[Collected data entries]
[Start of Attachment]
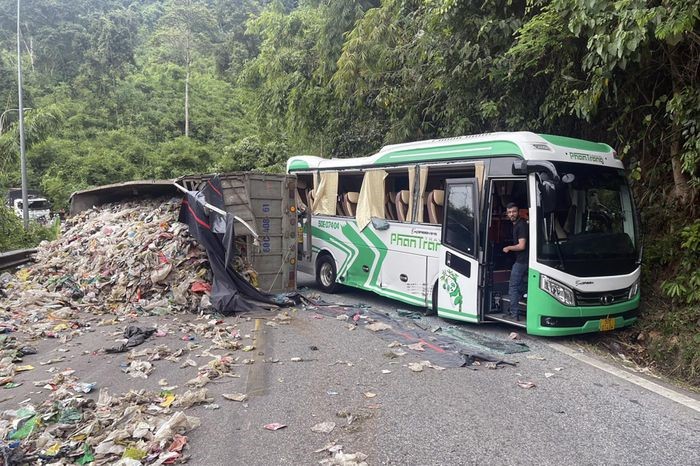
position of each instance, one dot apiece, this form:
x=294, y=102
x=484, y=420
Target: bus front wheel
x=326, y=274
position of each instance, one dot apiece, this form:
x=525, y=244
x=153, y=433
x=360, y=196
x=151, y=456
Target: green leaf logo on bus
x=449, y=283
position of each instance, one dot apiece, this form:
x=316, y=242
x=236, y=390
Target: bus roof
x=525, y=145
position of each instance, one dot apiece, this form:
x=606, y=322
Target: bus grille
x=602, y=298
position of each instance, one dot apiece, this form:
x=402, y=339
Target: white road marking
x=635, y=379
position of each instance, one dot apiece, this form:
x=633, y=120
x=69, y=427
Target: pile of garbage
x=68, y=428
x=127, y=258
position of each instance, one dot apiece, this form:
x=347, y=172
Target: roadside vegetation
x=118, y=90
[End of Attachment]
■ ACTION ITEM:
The data above should be repeated exactly, minus any pictures.

■ RESULT OF THE EXERCISE:
position of each instance, one dot apiece, this form:
x=294, y=102
x=484, y=420
Target: bus front wheel
x=326, y=274
position of each instance, one dot apiece, this form:
x=525, y=244
x=153, y=433
x=360, y=196
x=151, y=456
Target: green leaf logo on bus
x=449, y=283
position of each instance, one dot apiece, this form:
x=316, y=242
x=236, y=390
Target: bus roof
x=525, y=145
position of each instance, one dot apiece, this form:
x=606, y=322
Target: bus grille
x=602, y=298
position of each instance, one dot apiece, this form:
x=402, y=339
Target: white road marking
x=635, y=379
position of each instance, one dot apiece, this form:
x=633, y=120
x=69, y=427
Target: pile of garbage
x=68, y=428
x=127, y=258
position of each instance, one dot apiece, this form:
x=347, y=172
Target: roadside vegetation
x=118, y=90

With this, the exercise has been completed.